Data records Block Start

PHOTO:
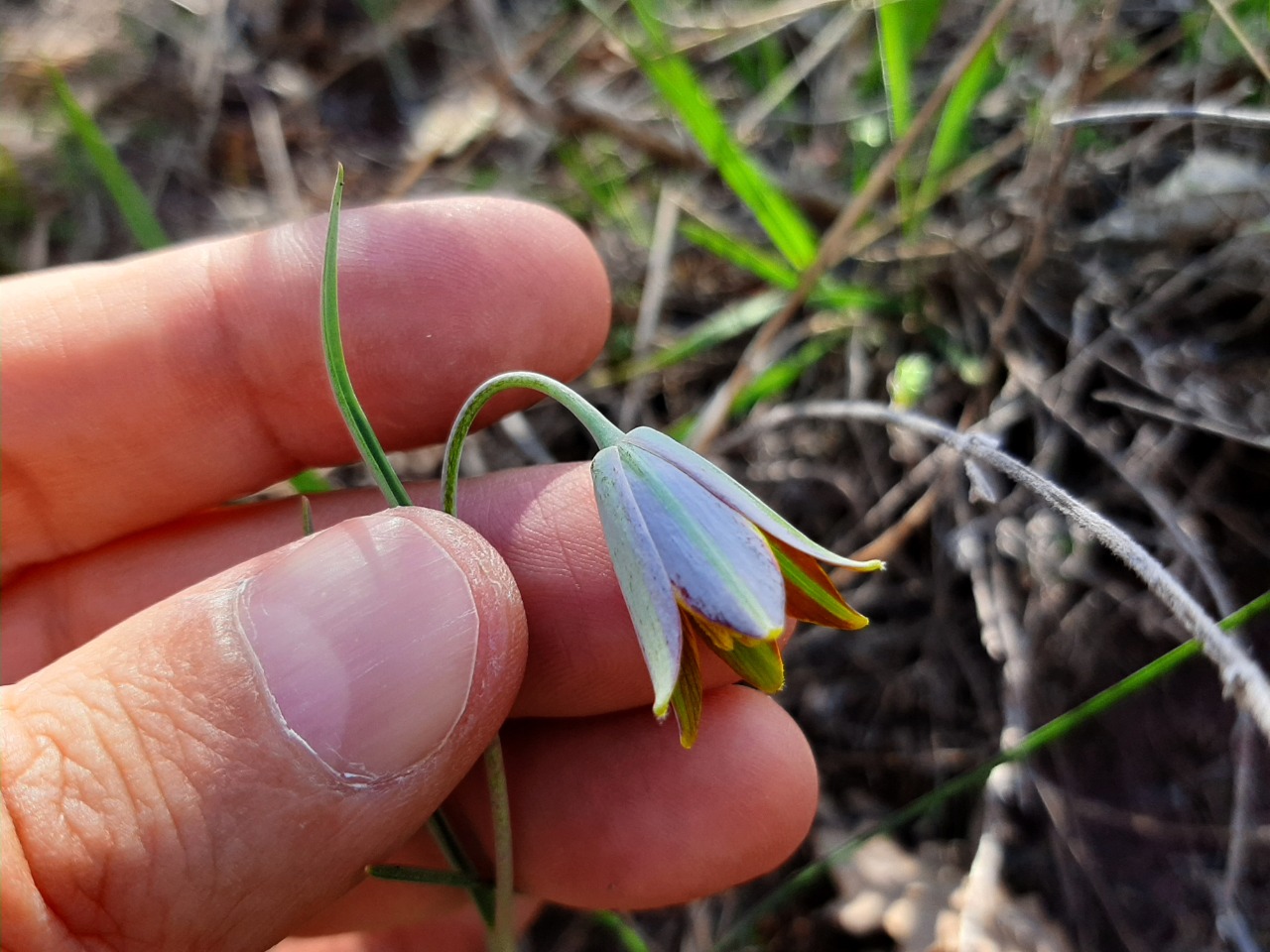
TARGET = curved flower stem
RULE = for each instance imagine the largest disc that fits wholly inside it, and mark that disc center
(503, 930)
(377, 462)
(603, 431)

Data records Block End

→ **Exercise objective**: Write out the data word for word. Any picture is to be skipped.

→ **Exercise answer**:
PHOTO:
TARGET = curved flower stem
RULE = for each instance imagine the largest disc that fits wholly inside it, and mark that disc center
(503, 930)
(377, 462)
(603, 431)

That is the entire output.